Problem details: Although the records contain pictures, print none of them; print exactly the lines from the one with "The response should indicate, for every instance of the dark" through the last line.

Given records:
[Start of section]
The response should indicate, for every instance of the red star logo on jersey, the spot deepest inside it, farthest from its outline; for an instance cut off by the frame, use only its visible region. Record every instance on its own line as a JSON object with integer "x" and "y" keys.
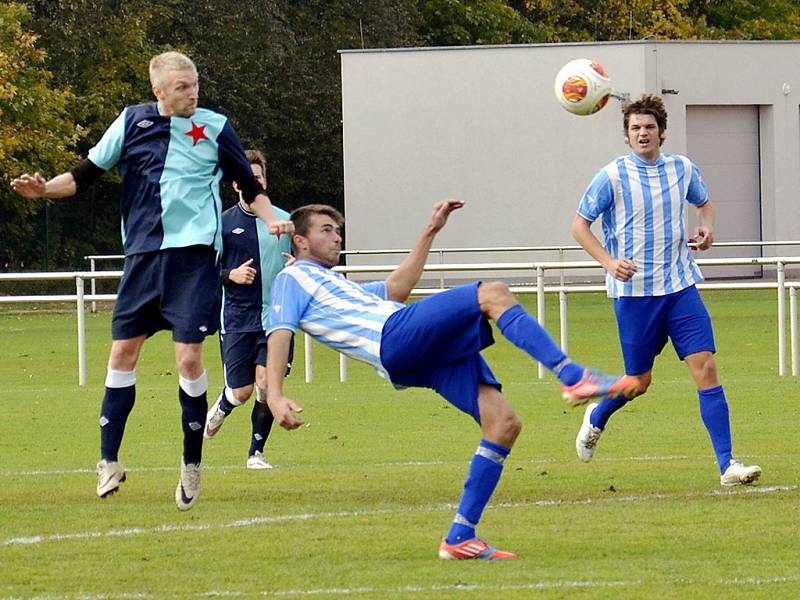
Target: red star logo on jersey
{"x": 197, "y": 133}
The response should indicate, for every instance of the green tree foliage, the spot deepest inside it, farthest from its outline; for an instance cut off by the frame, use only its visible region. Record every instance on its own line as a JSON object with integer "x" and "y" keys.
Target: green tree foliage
{"x": 100, "y": 50}
{"x": 273, "y": 67}
{"x": 37, "y": 132}
{"x": 474, "y": 22}
{"x": 746, "y": 19}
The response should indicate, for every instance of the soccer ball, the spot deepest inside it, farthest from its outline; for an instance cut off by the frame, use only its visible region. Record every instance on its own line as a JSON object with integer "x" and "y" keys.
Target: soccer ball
{"x": 582, "y": 86}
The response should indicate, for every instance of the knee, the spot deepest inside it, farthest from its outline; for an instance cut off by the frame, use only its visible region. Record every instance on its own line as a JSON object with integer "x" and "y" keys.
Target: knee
{"x": 123, "y": 357}
{"x": 190, "y": 364}
{"x": 505, "y": 428}
{"x": 494, "y": 298}
{"x": 642, "y": 383}
{"x": 243, "y": 394}
{"x": 705, "y": 372}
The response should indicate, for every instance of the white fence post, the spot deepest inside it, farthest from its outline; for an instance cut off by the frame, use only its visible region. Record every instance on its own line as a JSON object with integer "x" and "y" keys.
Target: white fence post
{"x": 781, "y": 319}
{"x": 94, "y": 286}
{"x": 793, "y": 325}
{"x": 540, "y": 306}
{"x": 307, "y": 359}
{"x": 563, "y": 320}
{"x": 81, "y": 332}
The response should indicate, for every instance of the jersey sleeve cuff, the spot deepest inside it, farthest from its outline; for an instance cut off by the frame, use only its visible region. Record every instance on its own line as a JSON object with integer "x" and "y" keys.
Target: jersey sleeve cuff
{"x": 287, "y": 326}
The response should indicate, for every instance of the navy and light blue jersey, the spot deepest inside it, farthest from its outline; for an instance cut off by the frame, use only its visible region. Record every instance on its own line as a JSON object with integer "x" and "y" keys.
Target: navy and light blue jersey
{"x": 171, "y": 169}
{"x": 244, "y": 236}
{"x": 642, "y": 205}
{"x": 342, "y": 314}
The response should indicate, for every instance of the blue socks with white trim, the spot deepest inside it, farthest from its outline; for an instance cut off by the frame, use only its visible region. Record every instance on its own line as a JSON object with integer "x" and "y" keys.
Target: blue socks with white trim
{"x": 194, "y": 405}
{"x": 525, "y": 332}
{"x": 607, "y": 407}
{"x": 714, "y": 412}
{"x": 117, "y": 404}
{"x": 484, "y": 473}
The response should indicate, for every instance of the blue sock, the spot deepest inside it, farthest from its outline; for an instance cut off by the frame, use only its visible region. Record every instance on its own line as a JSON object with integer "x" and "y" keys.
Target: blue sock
{"x": 714, "y": 412}
{"x": 262, "y": 419}
{"x": 484, "y": 473}
{"x": 117, "y": 405}
{"x": 194, "y": 405}
{"x": 603, "y": 411}
{"x": 224, "y": 405}
{"x": 522, "y": 330}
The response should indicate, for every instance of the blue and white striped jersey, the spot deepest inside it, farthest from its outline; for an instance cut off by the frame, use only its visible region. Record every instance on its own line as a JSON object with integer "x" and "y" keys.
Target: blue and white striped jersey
{"x": 642, "y": 205}
{"x": 244, "y": 236}
{"x": 171, "y": 169}
{"x": 342, "y": 314}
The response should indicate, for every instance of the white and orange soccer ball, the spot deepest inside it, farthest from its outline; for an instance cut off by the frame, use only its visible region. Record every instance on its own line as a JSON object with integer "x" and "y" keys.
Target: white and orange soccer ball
{"x": 582, "y": 86}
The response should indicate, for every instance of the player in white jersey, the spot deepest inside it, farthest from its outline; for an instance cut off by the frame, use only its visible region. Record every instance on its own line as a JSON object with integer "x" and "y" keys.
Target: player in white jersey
{"x": 651, "y": 275}
{"x": 434, "y": 343}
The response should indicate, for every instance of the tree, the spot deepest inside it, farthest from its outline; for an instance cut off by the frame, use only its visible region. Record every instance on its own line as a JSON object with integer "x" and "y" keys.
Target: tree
{"x": 37, "y": 132}
{"x": 100, "y": 50}
{"x": 746, "y": 19}
{"x": 474, "y": 22}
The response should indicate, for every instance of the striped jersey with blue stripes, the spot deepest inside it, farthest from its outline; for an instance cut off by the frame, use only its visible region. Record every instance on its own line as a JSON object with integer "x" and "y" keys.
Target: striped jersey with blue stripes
{"x": 642, "y": 205}
{"x": 342, "y": 314}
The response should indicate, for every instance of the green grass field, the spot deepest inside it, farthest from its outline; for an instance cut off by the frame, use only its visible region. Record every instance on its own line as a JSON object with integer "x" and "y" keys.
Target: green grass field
{"x": 360, "y": 497}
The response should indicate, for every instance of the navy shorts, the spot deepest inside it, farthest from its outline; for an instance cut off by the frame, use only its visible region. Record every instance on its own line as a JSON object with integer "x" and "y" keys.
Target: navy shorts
{"x": 174, "y": 288}
{"x": 645, "y": 324}
{"x": 241, "y": 352}
{"x": 436, "y": 342}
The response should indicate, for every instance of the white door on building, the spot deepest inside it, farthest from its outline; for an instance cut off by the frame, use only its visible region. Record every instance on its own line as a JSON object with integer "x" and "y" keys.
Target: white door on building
{"x": 724, "y": 143}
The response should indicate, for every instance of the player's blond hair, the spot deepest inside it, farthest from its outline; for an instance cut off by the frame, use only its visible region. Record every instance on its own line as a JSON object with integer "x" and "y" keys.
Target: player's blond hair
{"x": 168, "y": 61}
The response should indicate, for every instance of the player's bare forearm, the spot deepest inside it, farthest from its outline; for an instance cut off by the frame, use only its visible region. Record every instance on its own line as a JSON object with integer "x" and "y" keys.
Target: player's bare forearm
{"x": 283, "y": 409}
{"x": 35, "y": 186}
{"x": 402, "y": 280}
{"x": 582, "y": 232}
{"x": 262, "y": 206}
{"x": 704, "y": 233}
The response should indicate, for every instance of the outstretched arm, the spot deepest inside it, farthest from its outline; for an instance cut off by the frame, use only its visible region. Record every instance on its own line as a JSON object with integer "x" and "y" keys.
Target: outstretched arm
{"x": 262, "y": 206}
{"x": 35, "y": 186}
{"x": 403, "y": 279}
{"x": 620, "y": 269}
{"x": 283, "y": 408}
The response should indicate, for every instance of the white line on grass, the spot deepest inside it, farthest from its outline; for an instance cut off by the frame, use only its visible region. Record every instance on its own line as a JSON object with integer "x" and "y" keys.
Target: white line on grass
{"x": 428, "y": 589}
{"x": 413, "y": 463}
{"x": 256, "y": 521}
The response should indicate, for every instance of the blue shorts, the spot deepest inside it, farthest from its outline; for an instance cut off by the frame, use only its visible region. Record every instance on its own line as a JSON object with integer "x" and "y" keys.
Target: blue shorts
{"x": 645, "y": 323}
{"x": 241, "y": 352}
{"x": 436, "y": 342}
{"x": 174, "y": 288}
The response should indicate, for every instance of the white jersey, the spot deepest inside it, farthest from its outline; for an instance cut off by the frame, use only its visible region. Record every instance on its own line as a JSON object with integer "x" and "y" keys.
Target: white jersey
{"x": 342, "y": 314}
{"x": 642, "y": 205}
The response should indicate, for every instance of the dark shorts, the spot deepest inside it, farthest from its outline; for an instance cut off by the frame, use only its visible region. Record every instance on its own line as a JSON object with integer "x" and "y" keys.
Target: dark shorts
{"x": 174, "y": 288}
{"x": 436, "y": 343}
{"x": 645, "y": 324}
{"x": 241, "y": 352}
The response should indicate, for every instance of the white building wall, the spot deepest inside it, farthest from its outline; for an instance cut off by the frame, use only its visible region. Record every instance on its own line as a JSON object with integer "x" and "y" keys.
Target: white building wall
{"x": 481, "y": 124}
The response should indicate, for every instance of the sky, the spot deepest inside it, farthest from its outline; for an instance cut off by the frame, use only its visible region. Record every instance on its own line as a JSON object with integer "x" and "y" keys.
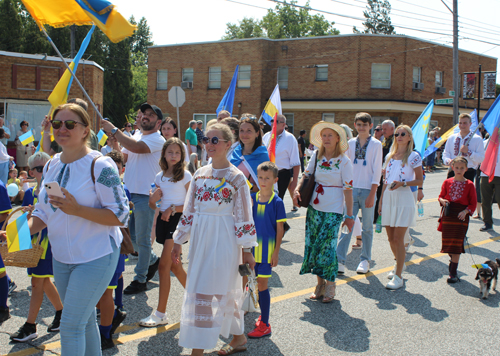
[End of section]
Task answer:
The response should indicate, for every instance of the dark shorts, the spot deepest inside it, farthest from its outline; for an instance cut off by the frame, use only its visible region. Record every instance on its own line as a JSON object with integer "x" and "y" keys.
Target: dark shorts
{"x": 174, "y": 288}
{"x": 436, "y": 343}
{"x": 645, "y": 324}
{"x": 241, "y": 352}
The response should indicate, for every instance of the white building wall, the spot deepest inside it, farthest from its outline; for an instance cut off by the frame, use only its visible region. Record every instance on its own line as a JSON object with integer "x" and "y" keys.
Target: white building wall
{"x": 481, "y": 124}
The response should indicate, for every instance of the sky, the spot deepest inside it, farthest from its outline; for an instance cut off by the frame, use only its visible region. Record every instance on its own line as a JSON object with integer "x" and "y" keys.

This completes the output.